- WORK REQUIRED -
Copy the lines that follow, keeping every character the same.

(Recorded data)
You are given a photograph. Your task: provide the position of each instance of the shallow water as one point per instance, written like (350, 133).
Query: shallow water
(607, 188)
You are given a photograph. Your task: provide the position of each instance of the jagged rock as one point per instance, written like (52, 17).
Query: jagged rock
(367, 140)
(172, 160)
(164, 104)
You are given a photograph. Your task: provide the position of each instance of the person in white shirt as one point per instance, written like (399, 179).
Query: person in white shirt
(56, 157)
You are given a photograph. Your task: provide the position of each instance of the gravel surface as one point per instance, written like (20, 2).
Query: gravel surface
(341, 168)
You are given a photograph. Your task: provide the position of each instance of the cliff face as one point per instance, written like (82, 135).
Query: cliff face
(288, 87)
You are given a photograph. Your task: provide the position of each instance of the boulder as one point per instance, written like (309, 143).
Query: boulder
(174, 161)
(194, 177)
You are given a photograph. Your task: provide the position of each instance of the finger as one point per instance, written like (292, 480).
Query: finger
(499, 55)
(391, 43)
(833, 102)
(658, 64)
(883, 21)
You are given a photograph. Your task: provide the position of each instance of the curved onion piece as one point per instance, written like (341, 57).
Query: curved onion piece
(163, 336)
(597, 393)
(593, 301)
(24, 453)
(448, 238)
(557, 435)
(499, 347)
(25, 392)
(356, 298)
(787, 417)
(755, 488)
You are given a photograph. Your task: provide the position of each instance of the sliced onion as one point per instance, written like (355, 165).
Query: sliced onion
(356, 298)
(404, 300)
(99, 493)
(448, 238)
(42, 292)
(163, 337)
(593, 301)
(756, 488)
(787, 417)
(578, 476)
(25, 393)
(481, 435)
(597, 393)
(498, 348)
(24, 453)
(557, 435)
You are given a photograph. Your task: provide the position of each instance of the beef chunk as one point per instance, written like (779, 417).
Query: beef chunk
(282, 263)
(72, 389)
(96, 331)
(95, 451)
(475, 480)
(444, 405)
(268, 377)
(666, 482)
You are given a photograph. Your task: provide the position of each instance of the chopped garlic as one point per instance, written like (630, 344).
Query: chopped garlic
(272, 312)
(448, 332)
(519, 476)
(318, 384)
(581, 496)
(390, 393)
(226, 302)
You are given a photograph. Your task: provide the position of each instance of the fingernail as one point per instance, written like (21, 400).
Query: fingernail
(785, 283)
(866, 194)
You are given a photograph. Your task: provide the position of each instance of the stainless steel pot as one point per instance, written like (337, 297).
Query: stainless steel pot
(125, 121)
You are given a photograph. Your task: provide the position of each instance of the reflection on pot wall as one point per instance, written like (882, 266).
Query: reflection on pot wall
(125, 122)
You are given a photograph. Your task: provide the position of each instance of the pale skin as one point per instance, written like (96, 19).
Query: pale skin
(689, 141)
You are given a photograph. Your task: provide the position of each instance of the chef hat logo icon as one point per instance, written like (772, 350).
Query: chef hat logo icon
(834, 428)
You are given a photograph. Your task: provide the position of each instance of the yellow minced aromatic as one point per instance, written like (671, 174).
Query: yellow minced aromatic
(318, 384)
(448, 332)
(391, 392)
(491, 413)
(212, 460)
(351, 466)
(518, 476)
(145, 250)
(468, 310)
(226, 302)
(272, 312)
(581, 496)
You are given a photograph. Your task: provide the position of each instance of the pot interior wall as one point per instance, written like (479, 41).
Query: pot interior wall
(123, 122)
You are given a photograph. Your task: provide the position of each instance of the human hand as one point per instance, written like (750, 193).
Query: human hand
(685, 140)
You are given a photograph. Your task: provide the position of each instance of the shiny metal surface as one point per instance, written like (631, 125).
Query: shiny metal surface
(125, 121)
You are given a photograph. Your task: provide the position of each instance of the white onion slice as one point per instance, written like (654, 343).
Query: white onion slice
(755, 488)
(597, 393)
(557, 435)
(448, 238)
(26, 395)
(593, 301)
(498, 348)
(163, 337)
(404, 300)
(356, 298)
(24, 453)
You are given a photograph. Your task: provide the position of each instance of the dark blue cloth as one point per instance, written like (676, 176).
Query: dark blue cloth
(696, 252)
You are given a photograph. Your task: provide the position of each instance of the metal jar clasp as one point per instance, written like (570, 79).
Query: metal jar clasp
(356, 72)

- RESPONSE BELOW -
You are given a photograph. Your task: provide the position of each instance of the shallow water as one point per instance, written like (350, 133).
Query: shallow water
(607, 188)
You are given a photograph. Your task: provide the position of each instance of the jagged rock as one point per instance, written like (52, 17).
Query: jagged rock
(367, 140)
(172, 160)
(164, 104)
You are given a photograph. Your task: provide the position of each instance of the person in white shirt as one point per instance, written like (399, 179).
Query: person in white shirt
(56, 157)
You are given a photograph. Your task: provide the position of each instance of the gravel surface as one point per instance, written like (20, 2).
Query: gravel surface
(341, 168)
You are given a photograph. Your task: provide the position of each instance of the cliff face as one point per instance, written like (82, 135).
Query: cliff face
(288, 87)
You are given a photograph. Your task: provide the position of each instance of the boulder as one point per instance, written like (309, 143).
Query: boulder
(174, 161)
(194, 177)
You are given a photograph. Your task: provide the position of each instance of the finger as one point per instance, written like (292, 480).
Query: finger
(499, 55)
(391, 43)
(833, 102)
(658, 64)
(883, 21)
You are given a photograph. Your task: provide the position of each instance of the curved onion piece as one point per instance, written like (341, 57).
Query: curved onion piece
(163, 336)
(597, 393)
(593, 301)
(24, 453)
(448, 238)
(557, 435)
(499, 347)
(25, 392)
(356, 298)
(787, 417)
(755, 488)
You are given a photograph. Your task: provide the position of each instance of the sliced onion as one point per instance, written like (355, 165).
Query: sliced onion
(356, 298)
(404, 300)
(99, 493)
(448, 238)
(42, 292)
(163, 337)
(593, 301)
(756, 488)
(787, 417)
(578, 476)
(25, 393)
(481, 435)
(597, 393)
(498, 348)
(24, 453)
(557, 435)
You are given a photograph. Your task: provide the position of each instance of the beef chunk as one point per instance, written like (779, 417).
Query: beef chunk
(282, 263)
(72, 389)
(96, 331)
(95, 451)
(475, 480)
(444, 405)
(268, 377)
(666, 482)
You are given a photograph. Your task: provide the position of each instance of the chopped garlic as one point per instance, written like (630, 344).
Query: chopped garlic
(272, 312)
(448, 332)
(519, 476)
(318, 384)
(581, 496)
(390, 393)
(226, 302)
You are given a photograph. Your task: provide the position of each instance of the fingernail as one point per instance, written like (21, 400).
Query: fingernail
(785, 283)
(866, 194)
You are given a photograph. Your task: provide the position of each instance of the stainless steel pot as one point per instance, written like (337, 297).
Query: stainless steel pot
(125, 121)
You are given a photograph. Your task: provide the position of each instance of the reflection on pot wall as one point per instance, written like (882, 266).
Query: reflection on pot wall
(125, 122)
You are given a photograph. Your task: provide the position of each instance of the pale skin as one point per instance, written like (96, 19).
Query: pale skin
(689, 141)
You are given a photograph. Your task: provide the position of each instance of the chef hat logo icon as one point per instance, written like (772, 350).
Query: chef hat logo icon
(834, 428)
You are given a photograph. Your task: provide the position of each instance of the yellow minced aromatic as one point per instance, written like (671, 174).
Query: yellow minced aromatic
(318, 384)
(448, 332)
(391, 392)
(491, 413)
(212, 460)
(351, 466)
(518, 476)
(145, 250)
(468, 310)
(226, 302)
(272, 312)
(581, 496)
You are given a photograph. Your task: provide the position of each instance of the pot interior wall as one point per instance, written like (479, 41).
Query: pot interior wall
(123, 122)
You are given a photograph. Your task: provide the position of each instance of the human hand as one point per instance, written like (750, 193).
Query: human hand
(685, 140)
You are given a photograph. Your task: provide the position of each instance of the shiny metal surface as one point per instance, written like (631, 125).
Query: shiny metal surface
(125, 121)
You are given a photograph. Your task: provide the position of each instance of the white onion slice as one point per instance, written like (654, 343).
Query: white onion slice
(755, 488)
(597, 393)
(557, 435)
(448, 238)
(26, 395)
(593, 301)
(498, 348)
(163, 337)
(404, 300)
(356, 298)
(24, 453)
You are given a photograph. Your task: provide the position of each instance of the dark blue cloth as one point per instance, written like (676, 176).
Query: dark blue cloth
(696, 252)
You are given a photograph. Your task: provide the position of each instance of the metal jar clasp as one point per instance, written like (570, 79).
Query: metal jar clasp
(356, 72)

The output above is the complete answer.